==== Data provided ====

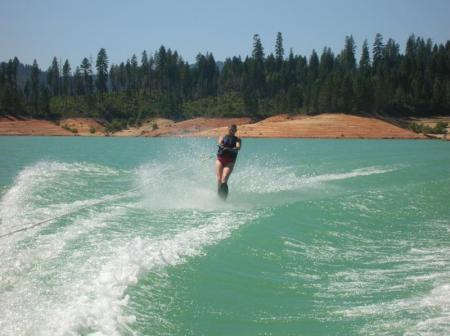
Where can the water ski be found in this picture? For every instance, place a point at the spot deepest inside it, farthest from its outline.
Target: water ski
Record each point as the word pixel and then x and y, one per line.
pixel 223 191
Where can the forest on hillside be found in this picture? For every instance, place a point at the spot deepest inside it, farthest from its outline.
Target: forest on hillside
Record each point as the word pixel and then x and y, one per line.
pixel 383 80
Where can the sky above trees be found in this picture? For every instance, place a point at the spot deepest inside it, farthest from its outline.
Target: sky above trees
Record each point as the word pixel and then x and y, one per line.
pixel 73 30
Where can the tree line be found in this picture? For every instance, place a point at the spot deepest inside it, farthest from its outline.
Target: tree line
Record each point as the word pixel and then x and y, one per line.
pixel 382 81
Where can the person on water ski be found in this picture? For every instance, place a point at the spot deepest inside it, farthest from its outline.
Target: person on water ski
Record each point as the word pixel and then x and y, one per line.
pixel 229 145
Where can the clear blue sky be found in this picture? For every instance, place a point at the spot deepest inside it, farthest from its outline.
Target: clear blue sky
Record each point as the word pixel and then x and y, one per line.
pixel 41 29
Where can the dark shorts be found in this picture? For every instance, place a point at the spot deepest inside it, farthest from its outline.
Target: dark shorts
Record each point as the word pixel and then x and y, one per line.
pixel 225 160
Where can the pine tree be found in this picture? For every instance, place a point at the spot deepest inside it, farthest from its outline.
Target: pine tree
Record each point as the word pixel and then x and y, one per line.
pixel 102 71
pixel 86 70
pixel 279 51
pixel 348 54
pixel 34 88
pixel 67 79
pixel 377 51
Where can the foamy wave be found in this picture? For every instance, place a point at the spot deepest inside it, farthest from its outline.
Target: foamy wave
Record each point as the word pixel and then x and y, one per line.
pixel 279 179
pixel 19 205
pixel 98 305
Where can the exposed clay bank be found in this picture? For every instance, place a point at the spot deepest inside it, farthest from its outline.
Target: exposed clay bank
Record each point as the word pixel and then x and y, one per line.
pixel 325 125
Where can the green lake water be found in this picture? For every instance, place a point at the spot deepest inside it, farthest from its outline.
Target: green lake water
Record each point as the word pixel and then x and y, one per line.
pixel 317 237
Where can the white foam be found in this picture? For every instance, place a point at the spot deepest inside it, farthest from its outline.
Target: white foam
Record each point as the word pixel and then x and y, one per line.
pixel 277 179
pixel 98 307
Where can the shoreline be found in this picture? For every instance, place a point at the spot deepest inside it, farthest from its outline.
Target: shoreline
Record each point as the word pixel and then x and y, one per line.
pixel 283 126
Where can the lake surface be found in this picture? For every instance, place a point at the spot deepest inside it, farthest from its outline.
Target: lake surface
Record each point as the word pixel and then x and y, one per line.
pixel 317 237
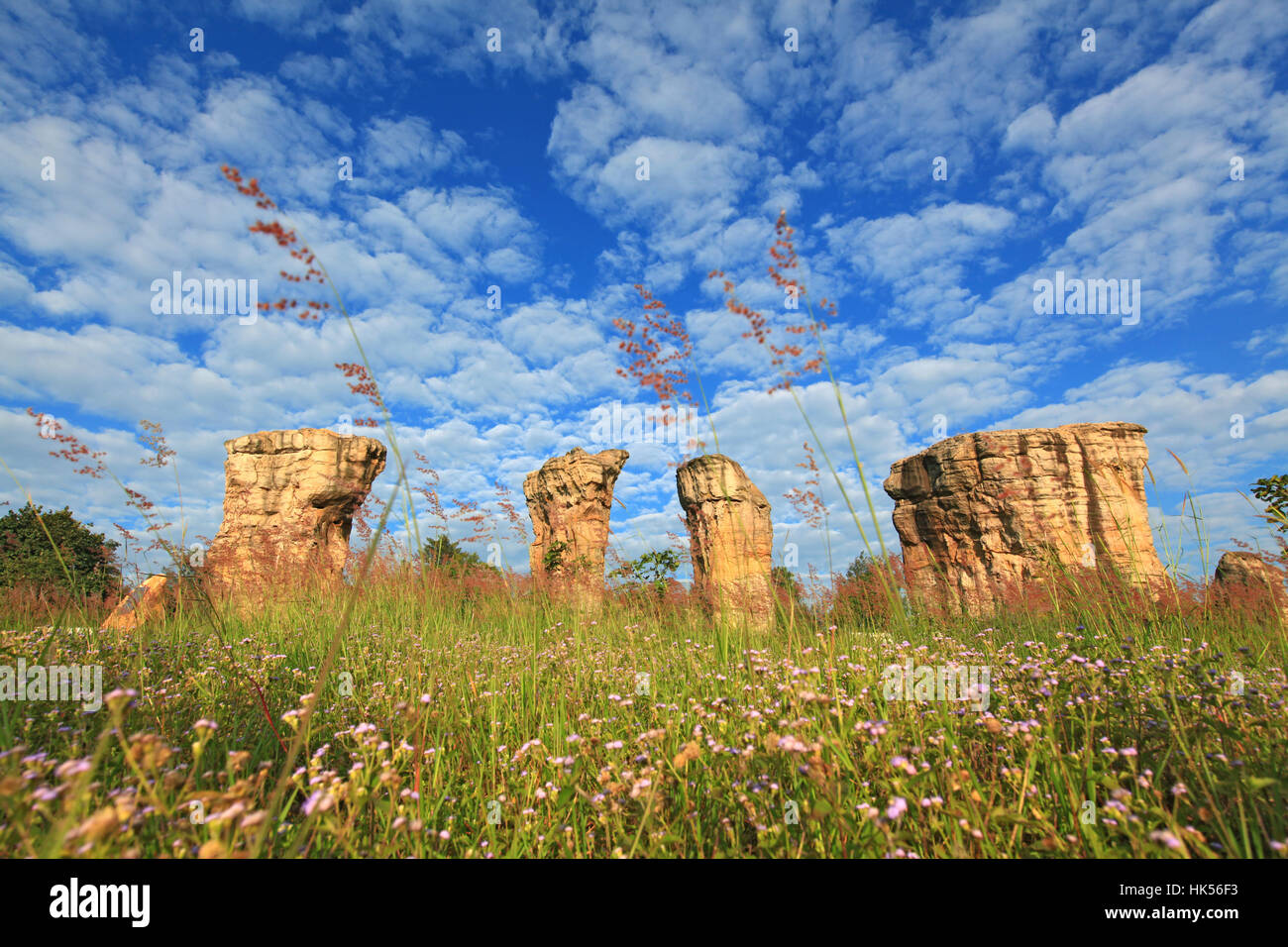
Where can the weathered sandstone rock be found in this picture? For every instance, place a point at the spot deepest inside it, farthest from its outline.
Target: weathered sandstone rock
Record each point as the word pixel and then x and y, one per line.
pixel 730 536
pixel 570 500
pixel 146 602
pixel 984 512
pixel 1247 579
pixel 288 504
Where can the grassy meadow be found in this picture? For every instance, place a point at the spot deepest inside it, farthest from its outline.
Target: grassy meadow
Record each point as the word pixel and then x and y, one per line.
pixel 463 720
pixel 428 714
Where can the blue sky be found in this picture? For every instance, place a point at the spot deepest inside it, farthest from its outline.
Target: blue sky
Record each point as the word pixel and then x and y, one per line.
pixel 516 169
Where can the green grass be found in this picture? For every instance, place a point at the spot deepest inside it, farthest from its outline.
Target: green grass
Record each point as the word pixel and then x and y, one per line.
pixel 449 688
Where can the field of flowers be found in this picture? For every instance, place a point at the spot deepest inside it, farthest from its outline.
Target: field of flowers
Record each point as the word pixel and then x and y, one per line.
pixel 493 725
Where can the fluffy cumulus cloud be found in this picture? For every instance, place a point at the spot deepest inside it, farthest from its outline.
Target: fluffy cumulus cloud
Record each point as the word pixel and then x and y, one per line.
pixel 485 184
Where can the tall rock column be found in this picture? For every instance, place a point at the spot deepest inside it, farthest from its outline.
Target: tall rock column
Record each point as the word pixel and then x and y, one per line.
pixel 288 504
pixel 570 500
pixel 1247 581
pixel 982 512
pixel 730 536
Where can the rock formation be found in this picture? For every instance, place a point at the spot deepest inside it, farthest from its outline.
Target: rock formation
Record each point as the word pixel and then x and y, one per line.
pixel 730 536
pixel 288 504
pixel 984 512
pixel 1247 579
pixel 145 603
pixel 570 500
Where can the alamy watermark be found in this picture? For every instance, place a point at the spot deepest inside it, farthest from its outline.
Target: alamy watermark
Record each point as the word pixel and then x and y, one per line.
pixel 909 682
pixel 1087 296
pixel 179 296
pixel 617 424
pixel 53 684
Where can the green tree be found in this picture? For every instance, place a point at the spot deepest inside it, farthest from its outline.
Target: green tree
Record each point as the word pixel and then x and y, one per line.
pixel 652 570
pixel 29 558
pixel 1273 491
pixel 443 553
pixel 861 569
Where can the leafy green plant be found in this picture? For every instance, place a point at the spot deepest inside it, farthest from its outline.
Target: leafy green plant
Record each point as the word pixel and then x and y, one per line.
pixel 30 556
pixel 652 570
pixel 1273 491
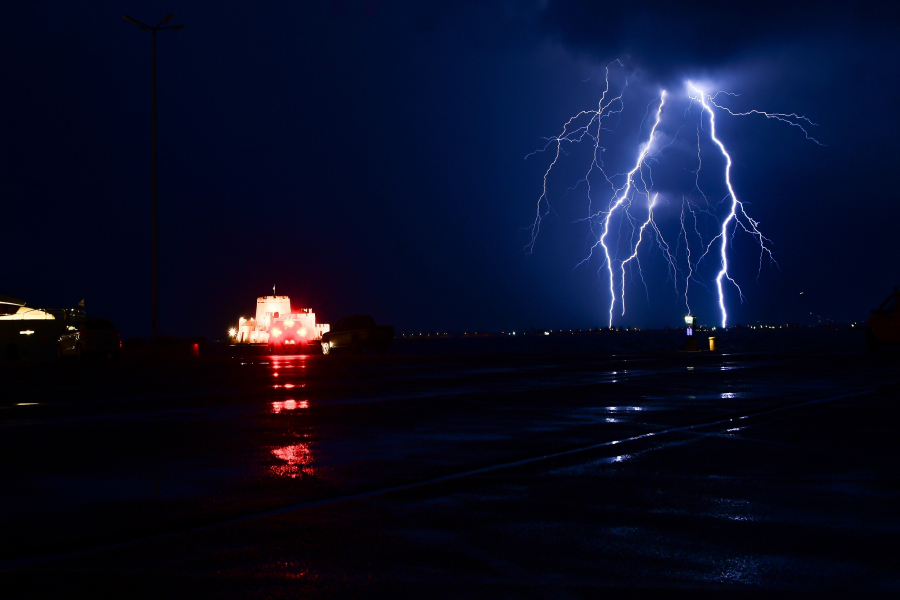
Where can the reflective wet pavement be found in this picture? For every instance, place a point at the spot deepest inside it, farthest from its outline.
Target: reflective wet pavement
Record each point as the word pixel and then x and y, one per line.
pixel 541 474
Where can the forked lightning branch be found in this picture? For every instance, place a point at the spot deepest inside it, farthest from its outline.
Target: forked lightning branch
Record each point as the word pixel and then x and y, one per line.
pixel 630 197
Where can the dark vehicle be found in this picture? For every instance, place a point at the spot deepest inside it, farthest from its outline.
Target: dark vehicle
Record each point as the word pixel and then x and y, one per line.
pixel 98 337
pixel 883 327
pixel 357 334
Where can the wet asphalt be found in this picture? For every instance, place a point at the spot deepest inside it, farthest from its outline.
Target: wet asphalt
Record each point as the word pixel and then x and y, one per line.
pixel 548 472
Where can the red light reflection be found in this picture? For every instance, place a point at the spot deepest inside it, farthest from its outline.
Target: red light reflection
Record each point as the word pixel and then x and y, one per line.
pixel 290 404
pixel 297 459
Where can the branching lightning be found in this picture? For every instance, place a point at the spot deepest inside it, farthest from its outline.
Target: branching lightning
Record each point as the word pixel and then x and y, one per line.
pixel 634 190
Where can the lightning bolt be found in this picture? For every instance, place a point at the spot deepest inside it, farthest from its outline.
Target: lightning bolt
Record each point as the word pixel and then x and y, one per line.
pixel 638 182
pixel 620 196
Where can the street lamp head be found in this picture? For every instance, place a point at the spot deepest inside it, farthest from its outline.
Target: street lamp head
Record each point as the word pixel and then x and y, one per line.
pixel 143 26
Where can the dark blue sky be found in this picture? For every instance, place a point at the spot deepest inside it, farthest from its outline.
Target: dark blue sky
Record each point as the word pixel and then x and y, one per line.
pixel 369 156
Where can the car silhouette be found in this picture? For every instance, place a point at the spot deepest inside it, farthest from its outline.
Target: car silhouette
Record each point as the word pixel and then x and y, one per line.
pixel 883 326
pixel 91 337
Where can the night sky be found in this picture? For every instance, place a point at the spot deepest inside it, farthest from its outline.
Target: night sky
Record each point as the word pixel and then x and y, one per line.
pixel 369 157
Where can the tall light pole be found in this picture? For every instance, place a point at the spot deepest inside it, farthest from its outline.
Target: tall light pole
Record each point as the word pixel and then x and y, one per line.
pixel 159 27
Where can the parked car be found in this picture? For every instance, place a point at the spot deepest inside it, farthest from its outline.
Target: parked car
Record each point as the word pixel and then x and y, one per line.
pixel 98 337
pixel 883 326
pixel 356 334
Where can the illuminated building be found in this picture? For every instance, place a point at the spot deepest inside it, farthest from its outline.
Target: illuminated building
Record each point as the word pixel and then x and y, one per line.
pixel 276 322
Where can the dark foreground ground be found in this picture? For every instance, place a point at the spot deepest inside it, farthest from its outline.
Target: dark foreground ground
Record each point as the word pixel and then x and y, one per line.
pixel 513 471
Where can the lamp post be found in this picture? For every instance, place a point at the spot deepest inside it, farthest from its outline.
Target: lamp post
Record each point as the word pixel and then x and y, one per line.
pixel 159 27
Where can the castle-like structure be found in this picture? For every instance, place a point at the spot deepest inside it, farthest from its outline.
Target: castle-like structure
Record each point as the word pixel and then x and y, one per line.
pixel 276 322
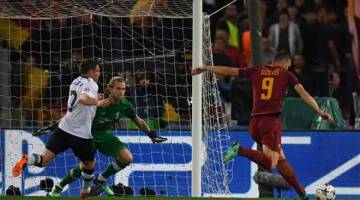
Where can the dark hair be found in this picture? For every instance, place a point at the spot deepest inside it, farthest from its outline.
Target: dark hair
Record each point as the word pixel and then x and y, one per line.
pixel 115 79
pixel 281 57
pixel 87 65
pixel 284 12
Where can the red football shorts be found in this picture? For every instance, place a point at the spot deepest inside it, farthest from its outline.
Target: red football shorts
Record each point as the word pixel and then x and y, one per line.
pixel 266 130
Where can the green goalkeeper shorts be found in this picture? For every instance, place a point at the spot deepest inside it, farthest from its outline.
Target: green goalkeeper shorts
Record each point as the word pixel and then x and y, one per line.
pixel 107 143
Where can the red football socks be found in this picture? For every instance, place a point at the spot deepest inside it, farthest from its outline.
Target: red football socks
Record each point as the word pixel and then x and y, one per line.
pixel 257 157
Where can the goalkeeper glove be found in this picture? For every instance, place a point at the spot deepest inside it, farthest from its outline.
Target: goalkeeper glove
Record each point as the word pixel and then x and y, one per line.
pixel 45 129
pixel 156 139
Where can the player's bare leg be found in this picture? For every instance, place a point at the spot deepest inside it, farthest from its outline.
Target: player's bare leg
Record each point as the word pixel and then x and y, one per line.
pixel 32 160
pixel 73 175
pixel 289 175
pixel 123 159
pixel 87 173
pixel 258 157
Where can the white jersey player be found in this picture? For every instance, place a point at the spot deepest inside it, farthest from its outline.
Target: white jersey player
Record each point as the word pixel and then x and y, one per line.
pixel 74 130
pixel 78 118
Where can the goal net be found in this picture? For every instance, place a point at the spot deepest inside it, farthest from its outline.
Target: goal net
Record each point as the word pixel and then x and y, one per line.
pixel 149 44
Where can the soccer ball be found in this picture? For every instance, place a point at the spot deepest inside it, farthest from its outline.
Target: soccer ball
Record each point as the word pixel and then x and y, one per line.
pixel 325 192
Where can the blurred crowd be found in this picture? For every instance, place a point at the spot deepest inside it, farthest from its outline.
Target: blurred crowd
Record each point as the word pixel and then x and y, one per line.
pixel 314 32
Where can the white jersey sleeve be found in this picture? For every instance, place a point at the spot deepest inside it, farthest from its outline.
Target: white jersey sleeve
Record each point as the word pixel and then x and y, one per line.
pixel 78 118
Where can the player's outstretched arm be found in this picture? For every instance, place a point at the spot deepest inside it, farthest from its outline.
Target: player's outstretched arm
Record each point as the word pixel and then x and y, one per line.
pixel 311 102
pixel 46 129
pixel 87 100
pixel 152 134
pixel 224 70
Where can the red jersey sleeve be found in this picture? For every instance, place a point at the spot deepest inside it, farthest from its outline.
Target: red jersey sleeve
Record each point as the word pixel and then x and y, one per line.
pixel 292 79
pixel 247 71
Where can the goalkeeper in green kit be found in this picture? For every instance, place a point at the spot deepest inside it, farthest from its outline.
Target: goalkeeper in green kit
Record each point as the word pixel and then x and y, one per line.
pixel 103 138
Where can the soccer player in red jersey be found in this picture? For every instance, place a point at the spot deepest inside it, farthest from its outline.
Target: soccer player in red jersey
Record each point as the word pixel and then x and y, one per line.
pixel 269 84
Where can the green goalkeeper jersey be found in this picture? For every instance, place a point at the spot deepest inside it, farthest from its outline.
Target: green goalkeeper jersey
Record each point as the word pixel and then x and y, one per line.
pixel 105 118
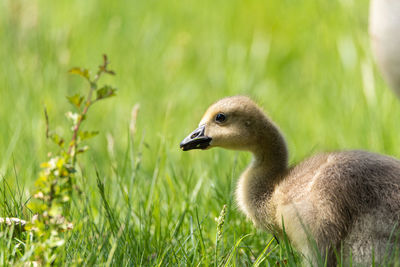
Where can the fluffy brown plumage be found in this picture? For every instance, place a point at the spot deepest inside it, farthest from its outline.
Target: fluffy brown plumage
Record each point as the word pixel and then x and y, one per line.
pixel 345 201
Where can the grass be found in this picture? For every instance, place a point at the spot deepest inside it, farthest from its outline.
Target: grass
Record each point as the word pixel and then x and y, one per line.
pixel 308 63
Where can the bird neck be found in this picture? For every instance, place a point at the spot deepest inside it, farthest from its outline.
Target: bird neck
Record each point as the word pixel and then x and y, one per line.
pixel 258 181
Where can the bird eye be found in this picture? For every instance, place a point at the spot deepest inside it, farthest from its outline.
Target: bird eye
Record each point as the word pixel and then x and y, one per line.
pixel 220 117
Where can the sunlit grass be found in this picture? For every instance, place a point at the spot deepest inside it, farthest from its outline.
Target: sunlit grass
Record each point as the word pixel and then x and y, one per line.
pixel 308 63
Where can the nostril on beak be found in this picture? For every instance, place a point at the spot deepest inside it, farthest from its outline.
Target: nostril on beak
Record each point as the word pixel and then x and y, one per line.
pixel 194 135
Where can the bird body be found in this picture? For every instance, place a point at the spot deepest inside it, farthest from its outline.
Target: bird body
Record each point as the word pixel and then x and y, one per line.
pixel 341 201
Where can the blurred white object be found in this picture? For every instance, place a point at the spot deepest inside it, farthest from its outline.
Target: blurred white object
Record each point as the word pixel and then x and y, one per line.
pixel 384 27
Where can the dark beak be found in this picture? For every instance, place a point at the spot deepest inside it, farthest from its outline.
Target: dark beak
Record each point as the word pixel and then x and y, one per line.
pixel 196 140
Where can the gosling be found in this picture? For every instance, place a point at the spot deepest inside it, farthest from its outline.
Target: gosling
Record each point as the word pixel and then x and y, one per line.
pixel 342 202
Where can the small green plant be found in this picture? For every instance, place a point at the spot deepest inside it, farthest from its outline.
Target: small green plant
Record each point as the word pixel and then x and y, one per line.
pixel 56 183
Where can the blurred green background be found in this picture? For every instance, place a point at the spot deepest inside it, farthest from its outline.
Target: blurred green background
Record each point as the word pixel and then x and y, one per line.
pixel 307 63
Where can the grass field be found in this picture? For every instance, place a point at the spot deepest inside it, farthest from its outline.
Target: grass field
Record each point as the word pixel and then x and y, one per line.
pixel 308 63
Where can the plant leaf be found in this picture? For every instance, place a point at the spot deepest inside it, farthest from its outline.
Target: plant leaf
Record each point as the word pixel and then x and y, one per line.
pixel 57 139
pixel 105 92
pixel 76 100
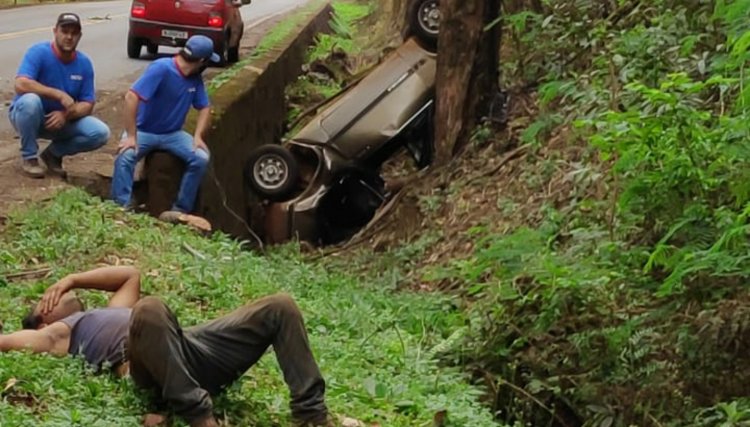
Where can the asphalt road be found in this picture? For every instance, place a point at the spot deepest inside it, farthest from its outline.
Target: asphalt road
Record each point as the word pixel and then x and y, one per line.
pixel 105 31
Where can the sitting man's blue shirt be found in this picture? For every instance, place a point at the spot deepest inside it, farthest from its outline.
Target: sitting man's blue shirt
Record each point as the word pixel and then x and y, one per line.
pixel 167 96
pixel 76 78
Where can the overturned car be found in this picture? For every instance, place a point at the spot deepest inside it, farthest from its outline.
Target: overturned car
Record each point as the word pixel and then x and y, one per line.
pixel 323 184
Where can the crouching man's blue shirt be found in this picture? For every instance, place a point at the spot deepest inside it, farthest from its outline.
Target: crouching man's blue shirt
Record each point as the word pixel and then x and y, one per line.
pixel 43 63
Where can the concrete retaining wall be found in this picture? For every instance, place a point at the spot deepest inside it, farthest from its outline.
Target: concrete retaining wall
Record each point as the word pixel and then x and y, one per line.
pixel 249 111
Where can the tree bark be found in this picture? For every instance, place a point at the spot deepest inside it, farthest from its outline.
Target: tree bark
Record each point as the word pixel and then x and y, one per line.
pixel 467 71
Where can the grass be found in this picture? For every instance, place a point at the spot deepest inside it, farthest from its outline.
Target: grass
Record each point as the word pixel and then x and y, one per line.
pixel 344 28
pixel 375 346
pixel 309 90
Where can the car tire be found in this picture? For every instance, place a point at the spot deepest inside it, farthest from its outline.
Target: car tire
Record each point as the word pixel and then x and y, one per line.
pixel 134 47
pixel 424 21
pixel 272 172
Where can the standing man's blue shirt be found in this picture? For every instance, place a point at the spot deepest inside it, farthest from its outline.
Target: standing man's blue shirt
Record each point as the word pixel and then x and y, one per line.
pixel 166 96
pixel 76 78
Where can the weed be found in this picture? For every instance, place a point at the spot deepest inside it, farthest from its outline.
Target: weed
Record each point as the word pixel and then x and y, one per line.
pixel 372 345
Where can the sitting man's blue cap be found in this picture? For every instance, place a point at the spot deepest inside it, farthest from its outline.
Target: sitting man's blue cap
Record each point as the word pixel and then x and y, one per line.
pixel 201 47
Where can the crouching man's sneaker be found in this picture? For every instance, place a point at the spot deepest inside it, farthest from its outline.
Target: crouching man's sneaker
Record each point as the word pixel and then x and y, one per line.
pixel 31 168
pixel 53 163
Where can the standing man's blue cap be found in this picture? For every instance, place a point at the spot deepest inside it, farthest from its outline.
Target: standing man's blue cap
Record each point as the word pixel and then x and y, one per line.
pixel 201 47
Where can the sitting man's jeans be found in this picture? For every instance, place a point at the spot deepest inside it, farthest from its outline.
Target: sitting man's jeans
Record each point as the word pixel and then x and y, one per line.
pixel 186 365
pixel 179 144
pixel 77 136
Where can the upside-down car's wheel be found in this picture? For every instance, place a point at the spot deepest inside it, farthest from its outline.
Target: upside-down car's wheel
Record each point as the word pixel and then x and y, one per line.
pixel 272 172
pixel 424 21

====

Reproduce, word for word, the stretch of the items above from the line that contains "Where can the blurred crowd" through the line that contains "pixel 247 71", including both of those lines.

Where can the blurred crowd be found in this picture? For every instance, place a point at the spot deepest inside it, farthest from its outline.
Target: blurred crowd
Record each point as the word pixel and then x and y, one per line.
pixel 314 32
Where can the white jersey sleeve be found in this picture? For every instance, place a point at the spot deepest inside it, farthest from its outline.
Target: white jersey sleeve
Record each point as the word pixel and then x and y, one per line.
pixel 78 118
Where can the player's outstretched arm be found in this picture? For every instance, place a point at the spot deepest inside it, farthest from its outline.
Target: player's outstretched arm
Record each point as the word pixel and then x and y, one per line.
pixel 311 102
pixel 46 129
pixel 87 100
pixel 152 134
pixel 224 70
Where can the red jersey sleeve be found in this picture? For every instance, place a point at the spot deepest inside it, farthest from its outline.
Target: red jersey sleeve
Record each point as the word pixel and then x and y, one per line.
pixel 292 79
pixel 247 71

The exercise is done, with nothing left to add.